Stored records
^^^^
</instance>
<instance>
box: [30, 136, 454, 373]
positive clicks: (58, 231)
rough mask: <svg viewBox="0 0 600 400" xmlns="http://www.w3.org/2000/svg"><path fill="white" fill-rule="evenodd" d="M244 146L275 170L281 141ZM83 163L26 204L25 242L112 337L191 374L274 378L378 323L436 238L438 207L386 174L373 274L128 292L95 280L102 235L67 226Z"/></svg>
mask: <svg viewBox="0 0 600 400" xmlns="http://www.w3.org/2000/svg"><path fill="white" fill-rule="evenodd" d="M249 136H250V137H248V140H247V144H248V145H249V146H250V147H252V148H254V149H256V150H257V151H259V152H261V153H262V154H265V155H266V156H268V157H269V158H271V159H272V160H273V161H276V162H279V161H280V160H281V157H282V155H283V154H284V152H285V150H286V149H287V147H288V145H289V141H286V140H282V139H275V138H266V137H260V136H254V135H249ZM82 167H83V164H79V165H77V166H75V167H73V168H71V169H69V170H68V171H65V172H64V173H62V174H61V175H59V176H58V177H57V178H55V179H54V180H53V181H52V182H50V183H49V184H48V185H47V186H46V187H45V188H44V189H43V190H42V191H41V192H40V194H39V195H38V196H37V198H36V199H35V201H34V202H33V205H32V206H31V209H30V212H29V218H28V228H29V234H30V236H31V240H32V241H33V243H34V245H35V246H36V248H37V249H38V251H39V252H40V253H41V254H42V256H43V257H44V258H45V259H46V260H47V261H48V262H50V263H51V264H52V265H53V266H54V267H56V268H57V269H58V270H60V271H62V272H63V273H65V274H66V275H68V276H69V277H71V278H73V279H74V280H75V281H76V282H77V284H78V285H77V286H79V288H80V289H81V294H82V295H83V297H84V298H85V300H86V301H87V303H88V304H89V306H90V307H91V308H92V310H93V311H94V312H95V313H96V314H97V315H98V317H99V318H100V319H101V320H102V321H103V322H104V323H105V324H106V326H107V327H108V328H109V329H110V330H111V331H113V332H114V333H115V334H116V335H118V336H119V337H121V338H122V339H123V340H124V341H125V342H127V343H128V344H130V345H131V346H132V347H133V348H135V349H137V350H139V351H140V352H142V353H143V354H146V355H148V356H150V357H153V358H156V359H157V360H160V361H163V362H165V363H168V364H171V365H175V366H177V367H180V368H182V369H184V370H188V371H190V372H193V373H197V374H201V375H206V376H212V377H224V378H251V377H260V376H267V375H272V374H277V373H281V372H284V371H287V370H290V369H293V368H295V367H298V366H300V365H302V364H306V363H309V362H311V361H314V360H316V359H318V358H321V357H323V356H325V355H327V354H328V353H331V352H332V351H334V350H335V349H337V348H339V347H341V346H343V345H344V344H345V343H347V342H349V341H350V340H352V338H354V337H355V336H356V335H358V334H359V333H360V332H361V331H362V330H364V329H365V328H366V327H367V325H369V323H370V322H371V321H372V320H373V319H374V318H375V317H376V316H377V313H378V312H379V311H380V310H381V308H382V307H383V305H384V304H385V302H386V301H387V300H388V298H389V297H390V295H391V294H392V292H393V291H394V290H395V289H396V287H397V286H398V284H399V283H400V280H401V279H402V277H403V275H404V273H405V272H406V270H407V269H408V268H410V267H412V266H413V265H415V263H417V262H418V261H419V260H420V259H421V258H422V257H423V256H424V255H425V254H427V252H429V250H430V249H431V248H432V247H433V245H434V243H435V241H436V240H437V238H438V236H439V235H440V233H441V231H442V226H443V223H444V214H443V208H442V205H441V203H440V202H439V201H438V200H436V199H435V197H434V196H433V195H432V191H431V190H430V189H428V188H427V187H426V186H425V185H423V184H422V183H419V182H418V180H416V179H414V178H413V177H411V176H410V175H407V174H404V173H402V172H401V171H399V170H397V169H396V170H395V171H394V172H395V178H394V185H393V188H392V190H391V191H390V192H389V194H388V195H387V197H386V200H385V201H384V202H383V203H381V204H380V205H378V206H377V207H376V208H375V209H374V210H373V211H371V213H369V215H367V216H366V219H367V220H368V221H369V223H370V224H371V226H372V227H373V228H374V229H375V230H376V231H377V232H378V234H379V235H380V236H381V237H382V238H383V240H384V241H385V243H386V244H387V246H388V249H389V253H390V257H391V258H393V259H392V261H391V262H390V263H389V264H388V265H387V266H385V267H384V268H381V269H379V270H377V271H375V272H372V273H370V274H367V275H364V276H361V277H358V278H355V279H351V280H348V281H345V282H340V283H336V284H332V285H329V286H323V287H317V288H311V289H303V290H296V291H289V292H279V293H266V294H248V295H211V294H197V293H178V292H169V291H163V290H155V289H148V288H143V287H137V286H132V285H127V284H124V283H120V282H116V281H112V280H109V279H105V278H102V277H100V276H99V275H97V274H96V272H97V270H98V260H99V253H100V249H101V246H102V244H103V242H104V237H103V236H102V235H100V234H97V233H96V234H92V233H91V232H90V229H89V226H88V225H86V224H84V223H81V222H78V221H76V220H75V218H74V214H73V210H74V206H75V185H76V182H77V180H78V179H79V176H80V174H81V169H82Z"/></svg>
^^^^
## Prompt
All of the records above should be given again exactly as written.

## Your solution
</instance>
<instance>
box: [30, 136, 454, 373]
positive clicks: (58, 231)
rough mask: <svg viewBox="0 0 600 400" xmlns="http://www.w3.org/2000/svg"><path fill="white" fill-rule="evenodd" d="M244 146L275 170L281 141ZM83 163L26 204L25 242L112 337L191 374L274 378L378 323L436 238L438 207L386 174L373 274L128 292L95 280L102 235L67 226Z"/></svg>
mask: <svg viewBox="0 0 600 400" xmlns="http://www.w3.org/2000/svg"><path fill="white" fill-rule="evenodd" d="M249 136H250V137H248V140H247V144H248V145H249V146H250V147H252V148H254V149H256V150H257V151H259V152H261V153H262V154H265V155H266V156H268V157H269V158H271V159H272V160H273V161H276V162H279V161H280V160H281V157H282V155H283V154H284V152H285V150H286V149H287V147H288V145H289V141H286V140H282V139H275V138H266V137H260V136H254V135H249ZM82 167H83V164H79V165H77V166H75V167H73V168H71V169H69V170H68V171H65V172H64V173H62V174H61V175H59V176H58V177H57V178H55V179H54V180H53V181H52V182H50V183H49V184H48V185H47V186H46V187H45V188H44V189H43V190H42V191H41V192H40V194H39V195H38V196H37V198H36V199H35V201H34V202H33V205H32V206H31V209H30V212H29V218H28V228H29V234H30V236H31V240H32V241H33V243H34V245H35V246H36V248H37V249H38V251H39V252H40V253H41V254H42V256H43V257H44V258H45V259H46V260H47V261H48V262H50V263H51V264H52V265H53V266H54V267H56V268H57V269H58V270H60V271H62V272H63V273H65V274H66V275H68V276H69V277H71V278H73V279H74V280H75V281H76V282H77V284H78V285H77V286H79V288H80V289H81V294H82V295H83V297H84V298H85V300H86V301H87V303H88V304H89V306H90V307H91V308H92V310H93V311H94V312H95V313H96V314H97V315H98V317H99V318H100V319H101V320H102V321H103V322H104V323H105V324H106V326H107V327H108V328H109V329H110V330H111V331H113V332H114V333H115V334H116V335H118V336H119V337H121V338H122V339H123V340H124V341H125V342H127V343H128V344H130V345H131V346H132V347H133V348H135V349H137V350H139V351H140V352H142V353H143V354H146V355H148V356H150V357H153V358H156V359H157V360H160V361H163V362H165V363H168V364H171V365H175V366H177V367H180V368H182V369H184V370H188V371H190V372H193V373H197V374H201V375H206V376H212V377H224V378H251V377H260V376H267V375H272V374H277V373H281V372H284V371H287V370H290V369H293V368H295V367H298V366H300V365H302V364H306V363H309V362H311V361H314V360H316V359H318V358H321V357H323V356H325V355H327V354H328V353H331V352H332V351H334V350H335V349H337V348H339V347H341V346H343V345H344V344H345V343H347V342H349V341H350V340H352V338H354V337H355V336H356V335H358V334H359V333H360V332H361V331H362V330H364V329H365V328H366V327H367V325H369V323H370V322H371V321H372V320H373V319H374V318H375V317H376V316H377V313H378V312H379V311H380V310H381V308H382V307H383V305H384V304H385V302H386V301H387V300H388V298H389V297H390V295H391V294H392V292H393V291H394V290H395V289H396V287H397V286H398V284H399V283H400V280H401V279H402V277H403V275H404V273H405V272H406V270H407V269H408V268H410V267H412V266H413V265H415V263H417V262H418V261H419V260H420V259H421V258H422V257H423V256H424V255H425V254H427V252H429V250H430V249H431V248H432V247H433V245H434V243H435V241H436V240H437V238H438V236H439V235H440V233H441V231H442V226H443V223H444V214H443V208H442V205H441V203H440V202H439V201H438V200H436V199H435V197H434V196H433V195H432V191H431V190H430V189H428V188H427V187H426V186H425V185H423V184H422V183H419V182H418V180H416V179H414V178H413V177H411V176H410V175H407V174H404V173H402V172H401V171H399V170H397V169H396V170H395V171H394V172H395V178H394V185H393V188H392V190H391V191H390V192H389V194H388V195H387V197H386V200H385V201H384V202H383V203H381V204H380V205H378V206H377V207H376V208H375V209H374V210H373V211H371V213H369V215H367V216H366V219H367V220H368V221H369V223H370V224H371V226H372V227H373V228H374V229H375V230H376V231H377V232H378V234H379V235H380V236H381V237H382V238H383V240H384V241H385V243H386V244H387V246H388V249H389V253H390V257H391V258H393V259H392V261H391V262H390V263H389V264H388V265H387V266H385V267H384V268H381V269H379V270H377V271H375V272H372V273H370V274H367V275H364V276H361V277H358V278H355V279H351V280H348V281H345V282H340V283H336V284H332V285H329V286H323V287H317V288H311V289H303V290H296V291H289V292H279V293H266V294H248V295H211V294H197V293H178V292H169V291H163V290H155V289H148V288H143V287H137V286H132V285H127V284H124V283H120V282H116V281H112V280H109V279H105V278H102V277H100V276H99V275H97V274H96V272H97V270H98V260H99V253H100V249H101V246H102V244H103V242H104V237H103V236H102V235H100V234H97V233H96V234H92V233H91V232H90V229H89V226H88V225H86V224H84V223H81V222H78V221H76V220H75V218H74V214H73V210H74V206H75V185H76V182H77V180H78V179H79V176H80V174H81V169H82Z"/></svg>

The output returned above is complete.